Teks Kajian:
Bogor, Gatra.com – Kementerian Luar Negeri (Kemlu) mencatat jumlah WNI di Luar Negeri sebanyak 3 juta orang, berdasarkan nama dan alamat. Tapi mengingat fakta bahwa ada lebih banyak WNI yang berangkat menjadi Pekerja Migran Indonesia (PMI) secara non-prosedural, maka diperkirakan jumlah sebenarnya mencapai tiga kali lipatnya atau sekitar 9 juta orang.
Jumlah kasus yang dihadapi PMI trennya selalu meningkat, tidak pernah menurun. Masalah paling besar adalah soal keimigrasian. Lalu disusul masalah ketenagakerjaan, dimana mayoritas gaji tidak dibayar. Selain itu ada kasus pidana, juga kasus lain yang lebih detil seperti tindak pidana perdagangan orang (TPPO), penyanderaan, maupun para anak buah kapal (ABK) yang memiliki masalah di kapal.
“Perlindungan WNI di LN merupakan program prioritas presiden yang dikawal KSP dalam renaksi bersama Kemenlu, Kemenko Polhukam, dan Bappenas,” ujar Tenaga Ahli Utama Bidang HAM di Kantor Staf Presiden RI, Prof.Siti Ruhaini Dzuhayatin di sela-sela Focus Group Discussion “Uji Publik Rancangan Pedoman Pengelolaan Tempat Singgah Sementara (TSS) pada Perwakilan RI di Luar Negeri” di Hotel Swiss-Belinn Bogor, Rabu (13/7).

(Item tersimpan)
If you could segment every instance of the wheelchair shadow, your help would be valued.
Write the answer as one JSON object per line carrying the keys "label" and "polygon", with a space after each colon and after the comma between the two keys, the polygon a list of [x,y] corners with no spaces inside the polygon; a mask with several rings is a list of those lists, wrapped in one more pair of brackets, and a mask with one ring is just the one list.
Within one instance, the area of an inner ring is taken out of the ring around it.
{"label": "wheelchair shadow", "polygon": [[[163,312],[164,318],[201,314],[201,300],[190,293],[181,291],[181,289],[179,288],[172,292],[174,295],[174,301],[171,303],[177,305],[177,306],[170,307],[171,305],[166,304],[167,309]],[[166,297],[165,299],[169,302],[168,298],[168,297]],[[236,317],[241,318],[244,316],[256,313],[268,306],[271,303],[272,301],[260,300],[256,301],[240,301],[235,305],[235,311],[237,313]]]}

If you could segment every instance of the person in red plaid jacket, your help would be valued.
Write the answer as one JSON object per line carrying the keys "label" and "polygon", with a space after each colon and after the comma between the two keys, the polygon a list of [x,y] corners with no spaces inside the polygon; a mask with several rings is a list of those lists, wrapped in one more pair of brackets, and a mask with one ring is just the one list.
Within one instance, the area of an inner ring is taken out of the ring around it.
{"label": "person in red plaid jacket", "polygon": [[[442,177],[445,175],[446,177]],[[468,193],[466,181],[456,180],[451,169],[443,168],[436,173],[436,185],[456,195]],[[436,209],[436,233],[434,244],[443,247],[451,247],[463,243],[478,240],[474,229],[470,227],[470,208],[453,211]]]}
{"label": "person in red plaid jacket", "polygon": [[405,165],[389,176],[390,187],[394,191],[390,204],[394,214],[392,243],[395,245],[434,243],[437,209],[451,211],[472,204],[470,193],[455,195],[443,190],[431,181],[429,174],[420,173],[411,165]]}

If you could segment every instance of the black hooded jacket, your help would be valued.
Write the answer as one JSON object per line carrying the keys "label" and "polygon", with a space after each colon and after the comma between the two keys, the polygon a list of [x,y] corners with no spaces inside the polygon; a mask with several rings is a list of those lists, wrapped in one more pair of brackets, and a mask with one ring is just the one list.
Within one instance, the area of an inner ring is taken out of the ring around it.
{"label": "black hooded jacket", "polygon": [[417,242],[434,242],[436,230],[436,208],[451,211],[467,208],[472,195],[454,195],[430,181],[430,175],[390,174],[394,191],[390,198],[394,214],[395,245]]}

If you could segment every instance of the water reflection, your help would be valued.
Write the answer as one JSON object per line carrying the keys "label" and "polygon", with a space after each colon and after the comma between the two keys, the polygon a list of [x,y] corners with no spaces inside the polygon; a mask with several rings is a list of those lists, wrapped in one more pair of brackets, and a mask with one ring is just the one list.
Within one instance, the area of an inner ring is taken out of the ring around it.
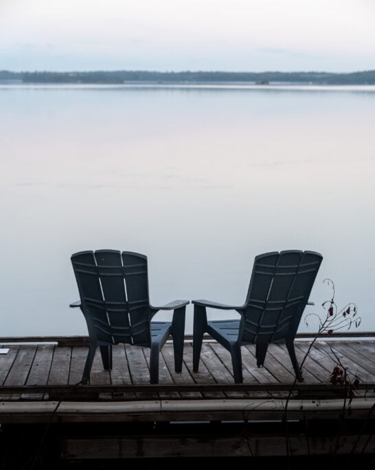
{"label": "water reflection", "polygon": [[85,334],[69,257],[104,248],[148,256],[155,303],[241,303],[257,254],[315,250],[308,311],[330,277],[374,329],[363,89],[0,87],[2,335]]}

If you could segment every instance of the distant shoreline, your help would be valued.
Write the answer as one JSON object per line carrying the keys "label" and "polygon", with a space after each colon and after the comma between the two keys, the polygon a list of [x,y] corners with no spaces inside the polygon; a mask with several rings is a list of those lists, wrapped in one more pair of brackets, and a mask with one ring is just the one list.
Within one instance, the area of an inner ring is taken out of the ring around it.
{"label": "distant shoreline", "polygon": [[299,72],[11,72],[0,70],[1,84],[82,85],[375,85],[375,70],[345,74]]}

Latihan: Tolong sebutkan semua lembaga yang disebut dalam kutipan tentang perlindungan WNI di luar negeri pada teks kajian, baik yang mengawal maupun yang menjadi mitra renaksi.

Jawaban:
- KSP
- Kemenlu
- Kemenko Polhukam
- Bappenas